** Problems to solve **
1. In the thread about Go and Google's proxy below, translate this sentence into German: "Go defaults to Google's proxy; few people change the default because Google's proxy is very good."
2. Print the part of the thread about Go and Google's proxy that starts at "Being blocked from" and ends at "is very good.".

=== Text ===

The fact that a programming language calls home to by Google by default should make it a non-starter for most sane developers. The fact that it calls home so it can DDoS other sites is low-key hilarious. And you'd think Google would know how to like... operate an efficient CDN, perhaps?
Like, if this was managed by a competent company, you'd think this service would be akin to putting Cloudflare in front of your servers: It should minimize the heck out of your traffic because Google is able to cache it and serve it to the masses more efficiently. But it's Google, so it Googles.
Being blocked from the issue tracker for not being okay with being DDoS'd is peak Google. I am sure you were accused of a Code of Conduct violation, because declaring a CoC violation is much, much cheaper than fixing their infrastructure.
You can phone anywhere you want; the proxy is configurable, and there are (from what I can see) several independent implementations of the proxy itself. Go defaults to Google's proxy; few people change the default because Google's proxy is very good.
Go was originally advertised as Google "sponsoring" Rob Pike & Co. to create a programming language. For a while it even sounded like the Java, Python, C++ devs at Google didn't even like it.
The website focused on the programming language, was basically in Plan 9 style, no nonsense, the programming language sane and very cross-platform.

=== Record excerpts ===

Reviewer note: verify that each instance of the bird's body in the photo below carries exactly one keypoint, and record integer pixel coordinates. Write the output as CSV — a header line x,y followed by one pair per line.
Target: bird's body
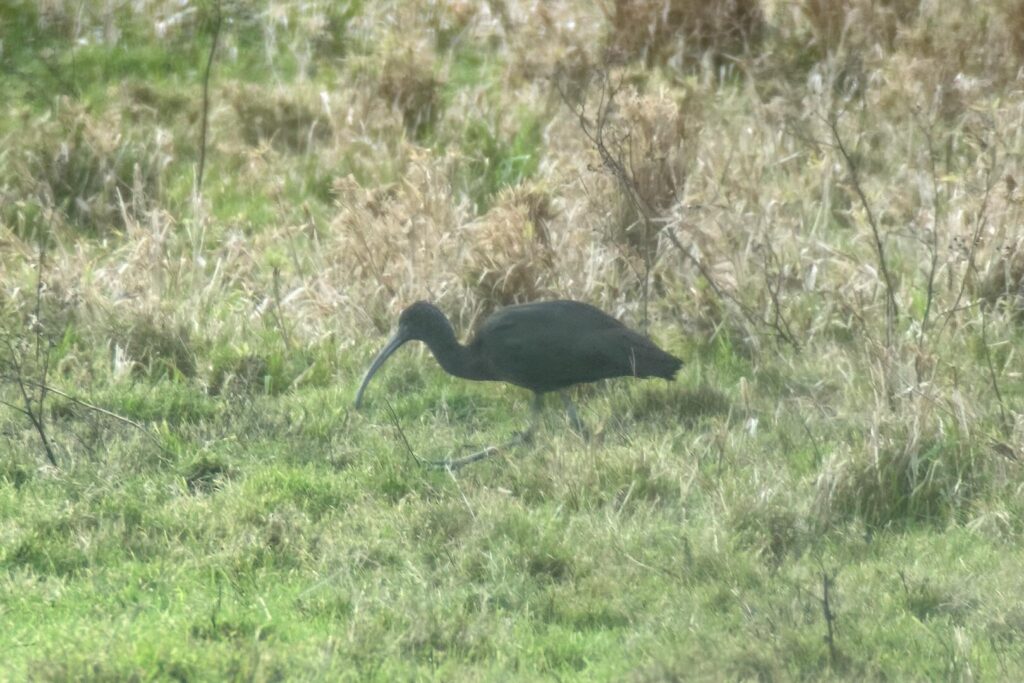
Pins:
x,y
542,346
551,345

===

** Answers by task **
1. Go verwendet standardmäßig den Proxy von Google; nur wenige Leute ändern die Voreinstellung, weil der Proxy von Google sehr gut ist.

2.
Being blocked from the issue tracker for not being okay with being DDoS'd is peak Google. I am sure you were accused of a Code of Conduct violation, because declaring a CoC violation is much, much cheaper than fixing their infrastructure.
You can phone anywhere you want; the proxy is configurable, and there are (from what I can see) several independent implementations of the proxy itself. Go defaults to Google's proxy; few people change the default because Google's proxy is very good.